It's a turnaround from the beginning of the year, when analysts had expected strong gains in the kiwi. BK Asset Management in January called the New Zealand dollar, also known as the kiwi, one of its favorite trades for the year, citing expectations the central bank would hike interest rates and increased demand for "soft commodities."
After starting the year around $0.8221, the kiwi climbed to highs of over $0.88 in July, but it has since stumbled, fetching around $0.79 in early Asia trade Wednesday.
Dairy prices face a lot of headwinds, likely keeping milk prices depressed for a while.
"We expect the recent peak in dairy prices, the lift of EU dairy quota and lower feed costs to increase global milk production," Morgan Stanley said, noting the USDA forecasts global dairy export volume to rise 10 percent in 2014.
The EU dairy quota system, which fined countries for surplus production over a delivery quota, is set to be scrapped after the first quarter of next year, and Morgan Stanley noted that farmers there have already begun increasing their cow counts.
While New Zealand will likely continue to dominate WMP exports to China, media reports indicate the mainland's inventories are stocked up and lower prices aren't likely to spur additional demand, the note said.
Morgan Stanley forecasts the kiwi will fall to $0.76 by year-end and $0.67 by the end of next year.
Others are also citing lactophobia -- or fear of milk -- as a potential weight on the kiwi.
Fonterra has already noted that WMP prices needed to rise from the current $2,503 per kg of milk solids to $3,500 to meet its forecast payout, ANZ said in a note Tuesday, adding it doesn't expect the forecast will be met.
"Increases in dairy prices over November – should they occur - would not be a reason to buy the New Zealand dollar," it said.

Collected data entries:

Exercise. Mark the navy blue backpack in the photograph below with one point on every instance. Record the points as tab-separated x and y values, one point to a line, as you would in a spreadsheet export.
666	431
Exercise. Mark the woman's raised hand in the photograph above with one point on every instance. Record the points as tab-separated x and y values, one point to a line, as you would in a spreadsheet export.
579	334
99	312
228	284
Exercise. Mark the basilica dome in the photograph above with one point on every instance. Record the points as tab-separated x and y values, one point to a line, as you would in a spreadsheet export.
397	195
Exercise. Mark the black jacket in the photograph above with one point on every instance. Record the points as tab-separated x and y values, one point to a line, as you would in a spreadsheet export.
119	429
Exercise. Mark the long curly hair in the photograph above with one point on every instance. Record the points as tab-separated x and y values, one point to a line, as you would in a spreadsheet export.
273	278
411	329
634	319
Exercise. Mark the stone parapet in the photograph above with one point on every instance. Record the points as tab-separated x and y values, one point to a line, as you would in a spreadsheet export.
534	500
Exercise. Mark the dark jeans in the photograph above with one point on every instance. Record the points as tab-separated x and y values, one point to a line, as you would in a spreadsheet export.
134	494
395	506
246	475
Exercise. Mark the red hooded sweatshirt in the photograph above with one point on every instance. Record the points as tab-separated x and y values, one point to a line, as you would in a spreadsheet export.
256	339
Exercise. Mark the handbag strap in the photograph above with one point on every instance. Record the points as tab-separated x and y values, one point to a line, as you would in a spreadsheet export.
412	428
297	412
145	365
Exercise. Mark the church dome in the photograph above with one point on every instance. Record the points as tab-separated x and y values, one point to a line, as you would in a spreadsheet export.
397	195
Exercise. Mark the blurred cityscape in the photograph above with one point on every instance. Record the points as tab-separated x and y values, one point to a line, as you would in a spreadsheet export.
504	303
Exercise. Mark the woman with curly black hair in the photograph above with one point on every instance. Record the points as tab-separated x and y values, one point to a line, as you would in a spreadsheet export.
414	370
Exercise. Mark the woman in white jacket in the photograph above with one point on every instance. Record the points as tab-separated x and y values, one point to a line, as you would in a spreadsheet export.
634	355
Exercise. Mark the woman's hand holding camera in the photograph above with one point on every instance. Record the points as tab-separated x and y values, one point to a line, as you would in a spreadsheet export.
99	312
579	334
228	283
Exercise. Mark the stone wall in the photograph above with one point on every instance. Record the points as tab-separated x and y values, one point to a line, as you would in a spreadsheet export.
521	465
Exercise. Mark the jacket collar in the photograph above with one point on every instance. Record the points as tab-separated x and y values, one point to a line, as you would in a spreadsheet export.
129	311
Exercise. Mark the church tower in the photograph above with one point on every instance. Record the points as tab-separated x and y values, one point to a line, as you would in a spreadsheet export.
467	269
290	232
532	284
==
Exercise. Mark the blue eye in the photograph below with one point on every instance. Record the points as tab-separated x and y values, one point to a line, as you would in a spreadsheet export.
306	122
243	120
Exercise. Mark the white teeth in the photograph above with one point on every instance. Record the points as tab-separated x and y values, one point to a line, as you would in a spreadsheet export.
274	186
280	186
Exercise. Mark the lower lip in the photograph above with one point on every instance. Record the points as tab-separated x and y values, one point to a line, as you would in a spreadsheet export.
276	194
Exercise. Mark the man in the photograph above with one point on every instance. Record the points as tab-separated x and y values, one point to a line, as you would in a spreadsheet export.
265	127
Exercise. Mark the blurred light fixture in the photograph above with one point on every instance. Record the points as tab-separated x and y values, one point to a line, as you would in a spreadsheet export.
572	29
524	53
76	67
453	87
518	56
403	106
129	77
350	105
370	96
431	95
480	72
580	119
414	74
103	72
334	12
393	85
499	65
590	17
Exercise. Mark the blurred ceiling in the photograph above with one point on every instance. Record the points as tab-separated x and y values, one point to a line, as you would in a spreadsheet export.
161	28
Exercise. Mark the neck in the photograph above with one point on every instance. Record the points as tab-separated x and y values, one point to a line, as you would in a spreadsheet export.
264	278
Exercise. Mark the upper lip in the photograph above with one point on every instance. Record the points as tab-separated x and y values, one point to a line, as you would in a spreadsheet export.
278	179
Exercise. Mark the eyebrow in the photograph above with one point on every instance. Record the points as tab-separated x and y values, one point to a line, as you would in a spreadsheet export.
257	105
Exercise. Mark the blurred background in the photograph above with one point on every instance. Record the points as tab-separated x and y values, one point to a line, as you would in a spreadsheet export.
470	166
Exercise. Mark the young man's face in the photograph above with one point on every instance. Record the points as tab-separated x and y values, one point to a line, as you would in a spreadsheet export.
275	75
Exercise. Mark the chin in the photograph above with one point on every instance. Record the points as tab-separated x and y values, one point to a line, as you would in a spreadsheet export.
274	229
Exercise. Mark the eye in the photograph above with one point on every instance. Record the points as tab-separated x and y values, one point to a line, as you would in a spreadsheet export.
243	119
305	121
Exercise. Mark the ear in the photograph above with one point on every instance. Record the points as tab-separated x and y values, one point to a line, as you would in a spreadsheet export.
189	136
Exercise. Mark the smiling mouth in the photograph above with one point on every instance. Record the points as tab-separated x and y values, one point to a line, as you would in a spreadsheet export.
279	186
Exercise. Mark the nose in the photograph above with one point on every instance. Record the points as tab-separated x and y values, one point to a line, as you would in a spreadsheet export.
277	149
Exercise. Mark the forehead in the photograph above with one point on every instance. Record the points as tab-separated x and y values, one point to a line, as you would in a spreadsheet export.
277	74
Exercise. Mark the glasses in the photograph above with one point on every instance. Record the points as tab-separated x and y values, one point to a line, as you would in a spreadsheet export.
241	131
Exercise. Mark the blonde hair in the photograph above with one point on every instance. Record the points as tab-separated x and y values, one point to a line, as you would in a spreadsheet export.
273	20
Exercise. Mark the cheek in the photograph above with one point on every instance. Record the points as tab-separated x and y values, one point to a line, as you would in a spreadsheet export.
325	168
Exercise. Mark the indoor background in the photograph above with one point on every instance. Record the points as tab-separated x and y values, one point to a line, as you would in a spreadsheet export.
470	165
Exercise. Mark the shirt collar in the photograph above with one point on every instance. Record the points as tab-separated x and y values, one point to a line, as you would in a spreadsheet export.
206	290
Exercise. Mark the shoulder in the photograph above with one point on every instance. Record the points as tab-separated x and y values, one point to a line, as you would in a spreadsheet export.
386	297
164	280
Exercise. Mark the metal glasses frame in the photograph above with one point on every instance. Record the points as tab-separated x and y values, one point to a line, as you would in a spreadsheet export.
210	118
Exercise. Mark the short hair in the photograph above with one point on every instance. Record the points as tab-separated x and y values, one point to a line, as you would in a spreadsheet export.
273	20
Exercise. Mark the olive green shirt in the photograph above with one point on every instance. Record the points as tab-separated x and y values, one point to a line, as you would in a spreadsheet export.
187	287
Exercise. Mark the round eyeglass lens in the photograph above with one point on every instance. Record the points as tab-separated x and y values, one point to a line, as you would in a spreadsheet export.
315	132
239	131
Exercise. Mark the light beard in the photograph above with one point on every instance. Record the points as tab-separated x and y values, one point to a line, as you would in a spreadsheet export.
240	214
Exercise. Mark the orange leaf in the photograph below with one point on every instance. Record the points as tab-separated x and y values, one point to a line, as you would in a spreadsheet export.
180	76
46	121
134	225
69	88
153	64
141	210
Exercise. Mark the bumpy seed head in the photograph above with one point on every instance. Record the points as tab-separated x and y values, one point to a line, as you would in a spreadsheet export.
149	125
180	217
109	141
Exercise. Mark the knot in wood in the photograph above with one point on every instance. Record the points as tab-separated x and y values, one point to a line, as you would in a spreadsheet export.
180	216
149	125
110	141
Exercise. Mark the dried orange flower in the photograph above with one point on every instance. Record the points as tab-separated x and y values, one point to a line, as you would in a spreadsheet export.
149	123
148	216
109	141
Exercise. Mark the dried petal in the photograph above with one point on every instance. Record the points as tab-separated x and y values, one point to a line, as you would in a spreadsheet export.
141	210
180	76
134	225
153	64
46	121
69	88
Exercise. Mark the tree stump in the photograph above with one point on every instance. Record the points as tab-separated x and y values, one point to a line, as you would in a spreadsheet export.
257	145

Requests
- 1) Quote the passage on the New Zealand dollar in full, word for word.
- 2) Pick out each line of the listing that contains the string "light".

Solutions per task
- 1)
It's a turnaround from the beginning of the year, when analysts had expected strong gains in the kiwi. BK Asset Management in January called the New Zealand dollar, also known as the kiwi, one of its favorite trades for the year, citing expectations the central bank would hike interest rates and increased demand for "soft commodities."
After starting the year around $0.8221, the kiwi climbed to highs of over $0.88 in July, but it has since stumbled, fetching around $0.79 in early Asia trade Wednesday.
Dairy prices face a lot of headwinds, likely keeping milk prices depressed for a while.
"We expect the recent peak in dairy prices, the lift of EU dairy quota and lower feed costs to increase global milk production," Morgan Stanley said, noting the USDA forecasts global dairy export volume to rise 10 percent in 2014.
The EU dairy quota system, which fined countries for surplus production over a delivery quota, is set to be scrapped after the first quarter of next year, and Morgan Stanley noted that farmers there have already begun increasing their cow counts.
While New Zealand will likely continue to dominate WMP exports to China, media reports indicate the mainland's inventories are stocked up and lower prices aren't likely to spur additional demand, the note said.
Morgan Stanley forecasts the kiwi will fall to $0.76 by year-end and $0.67 by the end of next year.
Others are also citing lactophobia -- or fear of milk -- as a potential weight on the kiwi.
Fonterra has already noted that WMP prices needed to rise from the current $2,503 per kg of milk solids to $3,500 to meet its forecast payout, ANZ said in a note Tuesday, adding it doesn't expect the forecast will be met.
"Increases in dairy prices over November – should they occur - would not be a reason to buy the New Zealand dollar," it said.

- 2)
Exercise. Mark the blurred light fixture in the photograph above with one point on every instance. Record the points as tab-separated x and y values, one point to a line, as you would in a spreadsheet export.
Exercise. Mark the light beard in the photograph above with one point on every instance. Record the points as tab-separated x and y values, one point to a line, as you would in a spreadsheet export.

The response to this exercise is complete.